■ TASK GOAL ■
Would you set down every line of the data below exactly as it reads?

■ Stored dataset items ■

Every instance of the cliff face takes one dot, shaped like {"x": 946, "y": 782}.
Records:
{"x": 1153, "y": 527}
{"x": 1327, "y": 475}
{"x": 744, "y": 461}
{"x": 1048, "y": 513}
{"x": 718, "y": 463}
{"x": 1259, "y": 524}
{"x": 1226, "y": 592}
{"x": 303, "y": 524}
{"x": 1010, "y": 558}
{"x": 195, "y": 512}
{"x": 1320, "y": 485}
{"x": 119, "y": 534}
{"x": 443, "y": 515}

■ RESPONSE ■
Every instance of the cliff face takes one dot, shaped like {"x": 946, "y": 782}.
Records:
{"x": 1153, "y": 527}
{"x": 1327, "y": 475}
{"x": 744, "y": 461}
{"x": 1048, "y": 513}
{"x": 718, "y": 463}
{"x": 1259, "y": 524}
{"x": 1226, "y": 592}
{"x": 303, "y": 524}
{"x": 1010, "y": 558}
{"x": 195, "y": 512}
{"x": 1320, "y": 485}
{"x": 119, "y": 534}
{"x": 443, "y": 515}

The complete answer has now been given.